* Gestellte Aufgabe 1 *
Weshalb sind laut dem Text über Expansions-Dampfmaschinen die Maschinen mit Hochdruck und Expansion am weitesten verbreitet?
* Gestellte Aufgabe 2 *
Führen Sie den Text über Expansions-Dampfmaschinen ab seinem letzten Satz fort.

Anleitung zur Berechnung der Kraft von
Expansions-Dampfmaschinen.Aus der Publication
industrielle des machines, outils etc. par Mr. Armengaud
durch die Verhandlungen des Gewerbvereins für das Großherzogthum Hessen
1844 S. 102.
Anleitung zur Berechnung der Kraft von
Expansions-Dampfmaschinen.
Man fertigt heutzutage, mit Ausnahme bei Schiffsmaschinen, nur selten noch Maschinen
mit Niederdruk; auch die Maschinen mit Mitteldruk und Condensation, obgleich sie in
Bezug auf Brennstoffverbrauch Vorzüge vor jenen besizen, werden jezt weniger
verlangt; dagegen sind die Maschinen mit Hochdruk und mit Anwendung von Expansion
die verbreitetsten geworden, weil sie unstreitig die einfachsten sind und deren
Anschaffung mit dem geringsten Kostenaufwand verbunden ist. Durch Anwendung der
Expansion wird überdieß eine namhafte Ersparniß an Brennmaterial bewirkt, welche um
so beträchtlicher ist, in je höherem Grad die Expansion angewendet wird. Zur
Bewirkung der Expansion hat man eine Menge, zum Theil sehr sinnreicher Vorrichtungen
erdacht und ausgeführt, um entweder eine sich gleichbleibende (expansion fixe) oder eine veränderliche (expansion variable) Expansion zu bezweken, welch'
leztere den Vorzug gewährt, daß man, je nach der Anstrengung, welche die Maschine in
den einzelnen Momenten der Arbeit aufzuwenden hat, den Grad der Expansion beliebig
verändern kann, so daß man also im Stande ist, bei geringer Anstrengung die
Expansion in größtmöglichem Umfang, mithin für den Brennstoffverbrauch möglichst
vortheilhaft, dagegen bei momentan größerer Kraftüberwindung den Dampf während des
ganzen Kolbenlaufs mit gleichbleibendem Druk wirken zu lassen. Immer aber besteht
der Zwek der Expansionsvorrichtung darin, daß der Dampf, wenn er die Bewegung des
Kolbens während eines Theils seines Hubes bewirkt hat, durch die von der Maschine
selbst bewegte Vorrichtung abgesperrt, d.h. die Einströmungsöffnung des Dampfs in
den Cylinder verdekt, und daß die Weiterbewegung des Kolbens nur durch die dem
eingeströmten Dampf noch innewohnende Expansionskraft bewerkstelligt wird.

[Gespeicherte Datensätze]
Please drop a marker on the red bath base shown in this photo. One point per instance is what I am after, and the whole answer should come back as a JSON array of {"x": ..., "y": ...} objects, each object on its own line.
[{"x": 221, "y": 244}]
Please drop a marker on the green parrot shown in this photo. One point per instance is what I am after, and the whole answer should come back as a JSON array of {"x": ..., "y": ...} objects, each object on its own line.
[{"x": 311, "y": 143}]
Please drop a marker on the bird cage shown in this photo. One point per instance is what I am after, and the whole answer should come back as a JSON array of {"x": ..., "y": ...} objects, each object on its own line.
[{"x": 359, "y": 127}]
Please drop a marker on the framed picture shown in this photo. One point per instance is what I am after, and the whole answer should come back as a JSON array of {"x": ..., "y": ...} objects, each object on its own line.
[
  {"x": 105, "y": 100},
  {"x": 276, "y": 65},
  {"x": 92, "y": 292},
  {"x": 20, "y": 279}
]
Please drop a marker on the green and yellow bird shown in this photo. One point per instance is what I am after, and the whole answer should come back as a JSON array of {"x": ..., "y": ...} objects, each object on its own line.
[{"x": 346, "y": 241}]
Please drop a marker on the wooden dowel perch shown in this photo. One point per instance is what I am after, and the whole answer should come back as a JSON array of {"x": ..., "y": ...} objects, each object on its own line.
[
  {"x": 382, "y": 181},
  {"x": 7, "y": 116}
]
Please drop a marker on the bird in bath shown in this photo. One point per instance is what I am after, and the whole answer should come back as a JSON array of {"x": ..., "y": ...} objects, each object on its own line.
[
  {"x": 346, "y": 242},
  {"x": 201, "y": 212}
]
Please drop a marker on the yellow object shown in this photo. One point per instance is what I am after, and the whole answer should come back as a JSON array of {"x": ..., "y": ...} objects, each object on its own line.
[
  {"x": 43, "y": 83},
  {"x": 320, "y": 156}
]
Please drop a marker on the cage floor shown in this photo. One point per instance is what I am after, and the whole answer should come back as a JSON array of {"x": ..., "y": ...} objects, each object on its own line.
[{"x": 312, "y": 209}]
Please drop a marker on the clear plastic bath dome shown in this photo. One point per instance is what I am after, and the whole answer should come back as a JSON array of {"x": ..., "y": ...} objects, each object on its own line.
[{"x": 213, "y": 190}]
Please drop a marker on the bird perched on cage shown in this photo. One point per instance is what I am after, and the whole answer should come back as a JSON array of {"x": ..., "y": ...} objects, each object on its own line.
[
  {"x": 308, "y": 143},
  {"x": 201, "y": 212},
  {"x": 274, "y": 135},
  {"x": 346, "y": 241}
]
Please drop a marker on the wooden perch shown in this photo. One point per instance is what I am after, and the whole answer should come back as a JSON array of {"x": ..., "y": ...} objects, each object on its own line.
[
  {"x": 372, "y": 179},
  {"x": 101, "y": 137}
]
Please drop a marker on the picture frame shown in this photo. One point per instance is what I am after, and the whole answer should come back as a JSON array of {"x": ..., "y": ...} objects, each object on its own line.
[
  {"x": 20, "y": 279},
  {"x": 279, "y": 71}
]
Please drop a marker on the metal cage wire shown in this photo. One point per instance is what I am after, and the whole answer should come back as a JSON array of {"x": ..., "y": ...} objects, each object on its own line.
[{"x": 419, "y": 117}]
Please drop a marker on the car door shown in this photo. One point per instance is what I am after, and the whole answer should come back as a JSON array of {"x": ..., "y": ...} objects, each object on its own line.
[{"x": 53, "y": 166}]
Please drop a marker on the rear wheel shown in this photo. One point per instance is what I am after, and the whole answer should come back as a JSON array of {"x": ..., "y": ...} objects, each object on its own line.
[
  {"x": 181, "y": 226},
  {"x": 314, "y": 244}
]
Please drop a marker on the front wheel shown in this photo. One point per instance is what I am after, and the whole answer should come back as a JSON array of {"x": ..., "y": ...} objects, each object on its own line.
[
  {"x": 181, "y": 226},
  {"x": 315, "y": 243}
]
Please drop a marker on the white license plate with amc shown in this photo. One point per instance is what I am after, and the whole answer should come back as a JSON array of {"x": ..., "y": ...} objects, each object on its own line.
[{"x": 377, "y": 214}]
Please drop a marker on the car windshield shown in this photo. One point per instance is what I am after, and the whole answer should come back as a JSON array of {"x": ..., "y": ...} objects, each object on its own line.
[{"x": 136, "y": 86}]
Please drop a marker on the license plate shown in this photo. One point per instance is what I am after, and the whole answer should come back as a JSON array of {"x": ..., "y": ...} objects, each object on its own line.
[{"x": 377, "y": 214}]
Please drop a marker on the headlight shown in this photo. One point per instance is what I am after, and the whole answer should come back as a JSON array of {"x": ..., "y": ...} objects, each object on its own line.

* Antwort zur Aufgabe 1 *
Sie sind die einfachsten, und ihre Anschaffung verursacht den geringsten Kostenaufwand.

* Antwort zur Aufgabe 2 *
Kraftberechnung der Maschine.
Es sey
l die Länge des Kolbenlaufs in Fußen;
s die Oberfläche des Kolbens in Quadratfußen;
n die Anzahl der Doppelhübe per Minute.
Der Druk des dem Cylinder zuströmenden Dampfs betrage a
Atmosphären und die Absperrung desselben durch den Expansionsschieber geschehe,
nachdem der Kolben den mten Theil seines Laufs
zurükgelegt hat, so daß also der Dampf während des übrigen Theils des Kolbenlaufs =
l – 1/m 1 = (m
– 1)/m . l mit
Expansion arbeitet.
Der Dampfdruk beträgt von einer Atmosphäre auf den Gr. Hess. Quadratzoll 12,9 Pfd.
oder den Quadratfuß 1290 Pfd., also der Druk von a
Atmosphären auf die Kolbenfläche (s) = 1290 as, welche Größe wir mit P bezeichnen wollen.
Vor der Absperrung legt der Kolben unter diesem Druk l/m Fuß zurük; seine Wirkung bis dahin wird
also durch 1290 as. l/m = l/m P Fußpfund ausgedrükt
werden. (I)
Theilt man nun den noch übrigen Theil des Hubes in eine gerade Anzahl gleicher
Theile, z.B. in vier, so wird jeder dieser Theile eine Länge = (m – 1)/4m . l Fußen haben.
Nun weiß man, daß nach dem Mariotte'schen Gesez die Volumina, welche nach und nach
von derselben Menge Gas oder Dampf erfüllt werden, im umgekehrten Verhältniß zu der
Spannkraft des Dampfs stehen, vorausgesezt, daß lezterer seinen Zustand nicht
ändert. Dieser Grundsaz kann bei Dampfmaschinen als genau betrachtet werden, da bei
denselben die Ausdehnung nie zu weit getrieben wird, und der Cylinder durch die
immer neu hinzuströmenden Dämpfe eine Temperatur erlangt, welche nur wenig von
derjenigen abweicht, welche sie selbst besizen.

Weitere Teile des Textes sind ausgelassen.